_과제 목표:_ 아래 기록에서 "trace"라는 단어가 포함된 줄을 빠짐없이 추출하십시오. 대소문자는 구분합니다.

_항목:_
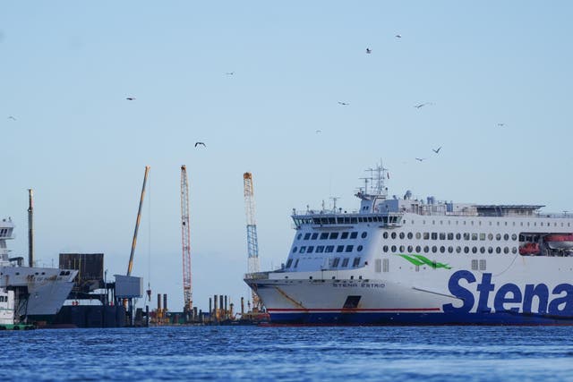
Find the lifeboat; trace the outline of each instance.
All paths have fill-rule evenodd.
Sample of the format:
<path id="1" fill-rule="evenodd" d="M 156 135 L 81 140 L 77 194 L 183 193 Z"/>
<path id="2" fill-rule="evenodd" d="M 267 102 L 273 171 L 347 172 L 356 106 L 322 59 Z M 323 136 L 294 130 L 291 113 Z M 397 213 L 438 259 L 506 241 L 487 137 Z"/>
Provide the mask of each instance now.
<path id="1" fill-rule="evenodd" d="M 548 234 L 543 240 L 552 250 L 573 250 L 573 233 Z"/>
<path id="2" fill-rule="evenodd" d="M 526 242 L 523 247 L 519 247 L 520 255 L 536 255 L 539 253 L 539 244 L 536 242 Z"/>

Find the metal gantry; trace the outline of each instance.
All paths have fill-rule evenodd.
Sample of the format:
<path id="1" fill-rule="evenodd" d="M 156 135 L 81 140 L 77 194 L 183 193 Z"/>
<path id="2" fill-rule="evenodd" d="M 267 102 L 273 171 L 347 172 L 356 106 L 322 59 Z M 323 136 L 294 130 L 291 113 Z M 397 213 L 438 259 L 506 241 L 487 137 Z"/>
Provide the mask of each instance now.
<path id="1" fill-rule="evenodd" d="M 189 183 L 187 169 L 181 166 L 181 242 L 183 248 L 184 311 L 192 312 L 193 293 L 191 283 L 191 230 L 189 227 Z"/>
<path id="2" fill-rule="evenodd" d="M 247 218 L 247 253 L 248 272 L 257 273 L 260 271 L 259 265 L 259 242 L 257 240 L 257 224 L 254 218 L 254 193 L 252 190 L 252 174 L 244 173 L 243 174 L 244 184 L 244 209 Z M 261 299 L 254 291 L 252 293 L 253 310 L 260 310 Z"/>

* * *

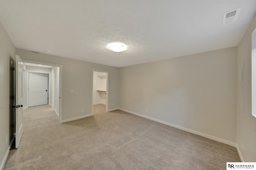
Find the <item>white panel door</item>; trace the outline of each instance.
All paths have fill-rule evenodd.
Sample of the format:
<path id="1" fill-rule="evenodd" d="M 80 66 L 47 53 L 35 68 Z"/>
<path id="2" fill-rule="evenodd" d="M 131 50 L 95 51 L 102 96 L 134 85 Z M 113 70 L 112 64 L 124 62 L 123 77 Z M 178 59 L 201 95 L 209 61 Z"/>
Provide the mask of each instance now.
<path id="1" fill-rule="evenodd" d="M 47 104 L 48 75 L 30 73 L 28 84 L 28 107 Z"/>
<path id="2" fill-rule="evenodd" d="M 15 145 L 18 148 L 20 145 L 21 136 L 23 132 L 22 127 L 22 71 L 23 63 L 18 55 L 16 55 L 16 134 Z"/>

_결과:_
Find the lifeboat; trace the outline of each instance.
Find the metal gantry; trace the outline of each instance.
Find the <item>white panel door</item>; trace the outline of each instance.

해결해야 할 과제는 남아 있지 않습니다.